======== RECORDS PROVIDED

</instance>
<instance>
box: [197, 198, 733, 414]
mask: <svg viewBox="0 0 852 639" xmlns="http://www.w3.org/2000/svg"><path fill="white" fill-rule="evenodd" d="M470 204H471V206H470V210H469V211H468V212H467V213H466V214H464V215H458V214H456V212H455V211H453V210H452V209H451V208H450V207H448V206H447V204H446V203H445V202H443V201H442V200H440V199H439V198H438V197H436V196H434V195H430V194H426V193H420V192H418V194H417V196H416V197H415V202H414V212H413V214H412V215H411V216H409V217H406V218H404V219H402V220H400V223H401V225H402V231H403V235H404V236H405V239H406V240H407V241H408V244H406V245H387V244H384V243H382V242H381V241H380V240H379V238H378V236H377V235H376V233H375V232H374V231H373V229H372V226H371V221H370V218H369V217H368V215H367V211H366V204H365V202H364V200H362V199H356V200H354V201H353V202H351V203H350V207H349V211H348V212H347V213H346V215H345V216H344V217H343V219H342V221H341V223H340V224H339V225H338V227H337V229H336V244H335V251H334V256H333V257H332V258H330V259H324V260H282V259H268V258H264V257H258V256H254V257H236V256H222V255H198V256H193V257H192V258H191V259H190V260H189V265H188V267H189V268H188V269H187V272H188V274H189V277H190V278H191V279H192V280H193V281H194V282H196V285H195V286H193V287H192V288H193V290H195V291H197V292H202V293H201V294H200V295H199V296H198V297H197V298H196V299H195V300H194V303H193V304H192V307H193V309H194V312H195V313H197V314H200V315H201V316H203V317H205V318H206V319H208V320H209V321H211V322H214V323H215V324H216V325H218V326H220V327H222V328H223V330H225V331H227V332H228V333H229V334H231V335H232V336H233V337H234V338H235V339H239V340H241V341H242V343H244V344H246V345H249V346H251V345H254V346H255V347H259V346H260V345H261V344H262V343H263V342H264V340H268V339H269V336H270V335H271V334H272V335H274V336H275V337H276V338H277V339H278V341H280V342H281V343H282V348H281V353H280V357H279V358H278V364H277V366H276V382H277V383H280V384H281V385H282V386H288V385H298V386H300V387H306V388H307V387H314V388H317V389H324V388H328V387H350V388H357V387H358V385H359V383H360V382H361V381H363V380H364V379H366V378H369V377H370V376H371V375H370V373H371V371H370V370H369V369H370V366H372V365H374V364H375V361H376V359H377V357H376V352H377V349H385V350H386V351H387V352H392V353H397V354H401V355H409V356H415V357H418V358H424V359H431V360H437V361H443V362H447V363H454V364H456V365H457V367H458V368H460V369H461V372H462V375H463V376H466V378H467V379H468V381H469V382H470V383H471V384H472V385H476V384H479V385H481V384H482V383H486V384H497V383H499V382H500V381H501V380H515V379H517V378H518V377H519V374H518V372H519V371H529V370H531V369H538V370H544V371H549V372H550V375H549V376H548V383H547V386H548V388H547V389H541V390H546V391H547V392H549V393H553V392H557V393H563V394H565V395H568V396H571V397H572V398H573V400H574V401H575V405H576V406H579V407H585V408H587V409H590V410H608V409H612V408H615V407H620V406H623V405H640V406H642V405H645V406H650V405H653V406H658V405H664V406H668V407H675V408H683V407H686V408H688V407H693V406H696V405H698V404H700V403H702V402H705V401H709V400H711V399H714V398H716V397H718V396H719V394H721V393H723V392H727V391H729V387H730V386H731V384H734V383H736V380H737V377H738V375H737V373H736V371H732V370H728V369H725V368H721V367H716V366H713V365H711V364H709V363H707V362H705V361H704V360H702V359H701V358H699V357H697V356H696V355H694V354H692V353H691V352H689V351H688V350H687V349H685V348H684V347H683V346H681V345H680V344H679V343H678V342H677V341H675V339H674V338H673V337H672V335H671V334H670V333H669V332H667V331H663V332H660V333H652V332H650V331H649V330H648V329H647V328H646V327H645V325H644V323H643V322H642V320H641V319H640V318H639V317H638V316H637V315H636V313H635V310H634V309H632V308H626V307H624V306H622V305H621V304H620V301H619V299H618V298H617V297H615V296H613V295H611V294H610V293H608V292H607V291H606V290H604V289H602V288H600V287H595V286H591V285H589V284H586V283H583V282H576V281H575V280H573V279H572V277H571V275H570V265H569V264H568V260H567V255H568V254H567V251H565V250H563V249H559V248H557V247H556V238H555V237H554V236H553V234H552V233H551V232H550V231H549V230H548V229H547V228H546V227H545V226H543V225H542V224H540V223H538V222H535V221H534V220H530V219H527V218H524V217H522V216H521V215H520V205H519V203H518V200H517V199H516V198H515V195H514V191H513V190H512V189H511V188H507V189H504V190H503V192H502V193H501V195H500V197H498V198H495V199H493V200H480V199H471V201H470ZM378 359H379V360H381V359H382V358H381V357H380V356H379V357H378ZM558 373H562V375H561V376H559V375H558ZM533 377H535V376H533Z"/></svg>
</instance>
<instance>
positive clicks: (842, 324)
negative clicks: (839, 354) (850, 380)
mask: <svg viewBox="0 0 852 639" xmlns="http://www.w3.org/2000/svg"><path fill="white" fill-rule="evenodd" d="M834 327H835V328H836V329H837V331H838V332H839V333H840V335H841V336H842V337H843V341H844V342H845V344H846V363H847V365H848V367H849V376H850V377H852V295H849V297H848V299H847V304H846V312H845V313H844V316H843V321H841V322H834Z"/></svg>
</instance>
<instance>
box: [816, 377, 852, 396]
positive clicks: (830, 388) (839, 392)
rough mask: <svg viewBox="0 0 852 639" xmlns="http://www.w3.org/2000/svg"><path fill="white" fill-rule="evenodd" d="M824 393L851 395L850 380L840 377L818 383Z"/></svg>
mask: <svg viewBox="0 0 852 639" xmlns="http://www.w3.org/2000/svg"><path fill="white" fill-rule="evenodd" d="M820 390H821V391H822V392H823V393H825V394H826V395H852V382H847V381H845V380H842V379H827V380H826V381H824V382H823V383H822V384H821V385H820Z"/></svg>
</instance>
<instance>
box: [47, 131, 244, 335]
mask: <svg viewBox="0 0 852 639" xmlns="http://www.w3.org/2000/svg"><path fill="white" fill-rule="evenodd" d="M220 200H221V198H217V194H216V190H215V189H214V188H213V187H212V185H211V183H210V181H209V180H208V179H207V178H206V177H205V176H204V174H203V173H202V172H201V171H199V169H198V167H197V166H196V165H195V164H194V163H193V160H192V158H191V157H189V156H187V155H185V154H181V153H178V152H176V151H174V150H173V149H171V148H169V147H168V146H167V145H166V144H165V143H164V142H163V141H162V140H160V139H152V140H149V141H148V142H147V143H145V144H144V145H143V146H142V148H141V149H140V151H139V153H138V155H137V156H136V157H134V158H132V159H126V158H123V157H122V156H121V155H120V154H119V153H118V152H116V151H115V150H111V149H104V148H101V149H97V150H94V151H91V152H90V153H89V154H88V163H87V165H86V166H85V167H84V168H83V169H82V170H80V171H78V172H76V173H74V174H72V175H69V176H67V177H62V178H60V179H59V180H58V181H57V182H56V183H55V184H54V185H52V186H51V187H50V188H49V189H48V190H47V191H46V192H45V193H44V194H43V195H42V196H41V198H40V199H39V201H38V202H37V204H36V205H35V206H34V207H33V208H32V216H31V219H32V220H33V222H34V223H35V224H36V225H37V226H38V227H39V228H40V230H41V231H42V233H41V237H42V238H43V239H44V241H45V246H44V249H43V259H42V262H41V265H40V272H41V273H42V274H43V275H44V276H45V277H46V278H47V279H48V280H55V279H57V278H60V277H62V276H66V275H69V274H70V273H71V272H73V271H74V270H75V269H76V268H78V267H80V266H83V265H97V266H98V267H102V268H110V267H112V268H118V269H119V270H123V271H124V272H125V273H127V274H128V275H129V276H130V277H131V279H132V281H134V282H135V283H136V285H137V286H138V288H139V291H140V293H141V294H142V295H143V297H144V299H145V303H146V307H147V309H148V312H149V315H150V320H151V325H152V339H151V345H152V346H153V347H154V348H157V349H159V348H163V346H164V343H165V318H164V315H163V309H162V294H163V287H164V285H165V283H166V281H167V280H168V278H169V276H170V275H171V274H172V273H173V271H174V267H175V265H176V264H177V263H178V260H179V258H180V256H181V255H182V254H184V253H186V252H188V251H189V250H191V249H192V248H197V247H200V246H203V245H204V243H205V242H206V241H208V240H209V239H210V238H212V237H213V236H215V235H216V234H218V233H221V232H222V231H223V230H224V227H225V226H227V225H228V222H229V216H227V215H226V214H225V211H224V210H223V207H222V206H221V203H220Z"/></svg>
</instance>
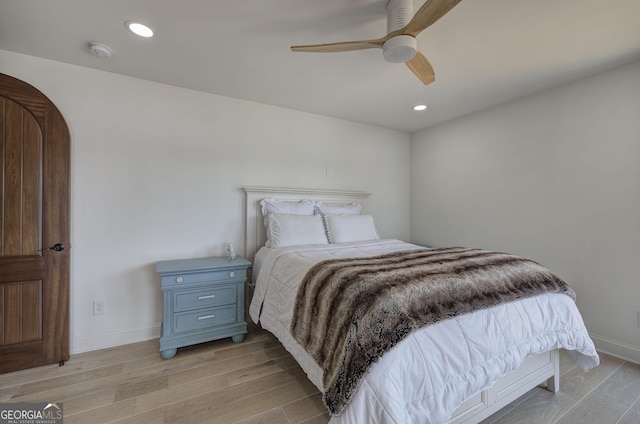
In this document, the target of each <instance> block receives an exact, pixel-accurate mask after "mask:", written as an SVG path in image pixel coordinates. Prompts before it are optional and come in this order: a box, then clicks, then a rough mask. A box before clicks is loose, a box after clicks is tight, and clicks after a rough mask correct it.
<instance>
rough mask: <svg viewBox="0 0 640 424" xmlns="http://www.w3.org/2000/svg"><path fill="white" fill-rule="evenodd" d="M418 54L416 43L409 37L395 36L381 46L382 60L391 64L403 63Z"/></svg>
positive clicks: (405, 61)
mask: <svg viewBox="0 0 640 424" xmlns="http://www.w3.org/2000/svg"><path fill="white" fill-rule="evenodd" d="M417 52H418V42H417V41H416V39H415V38H413V37H412V36H410V35H397V36H395V37H392V38H390V39H388V40H387V41H386V42H385V43H384V44H383V45H382V55H383V56H384V60H386V61H387V62H391V63H403V62H406V61H408V60H410V59H413V57H414V56H415V55H416V53H417Z"/></svg>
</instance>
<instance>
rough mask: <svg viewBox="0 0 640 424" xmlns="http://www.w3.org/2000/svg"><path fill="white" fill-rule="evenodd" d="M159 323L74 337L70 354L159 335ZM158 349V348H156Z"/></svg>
mask: <svg viewBox="0 0 640 424" xmlns="http://www.w3.org/2000/svg"><path fill="white" fill-rule="evenodd" d="M160 326H161V324H160V323H157V324H153V325H151V326H148V327H141V328H133V329H130V330H126V331H120V332H117V333H108V334H99V335H95V336H82V337H74V338H72V339H71V345H70V349H69V350H70V351H71V354H72V355H73V354H75V353H82V352H89V351H92V350H98V349H105V348H109V347H114V346H120V345H124V344H129V343H137V342H142V341H145V340H150V339H157V338H159V337H160ZM158 349H159V348H158Z"/></svg>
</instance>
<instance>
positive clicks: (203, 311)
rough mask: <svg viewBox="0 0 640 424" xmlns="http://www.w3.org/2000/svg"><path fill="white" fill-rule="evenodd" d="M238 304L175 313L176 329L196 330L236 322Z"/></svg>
mask: <svg viewBox="0 0 640 424" xmlns="http://www.w3.org/2000/svg"><path fill="white" fill-rule="evenodd" d="M236 309H237V308H236V305H229V306H221V307H219V308H210V309H199V310H197V311H192V312H181V313H179V314H175V315H174V318H175V321H174V331H175V332H176V333H179V332H181V331H194V330H198V329H203V328H207V327H214V326H219V325H224V324H233V323H234V322H236Z"/></svg>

================

- **TASK REQUIREMENTS**
Can you find every line in the records that contains the string "positive" and copy each one out? Case counts.

- **RESULT OF THIS TASK**
positive clicks: (842, 324)
positive clicks: (830, 388) (839, 392)
positive clicks: (405, 61)
positive clicks: (203, 311)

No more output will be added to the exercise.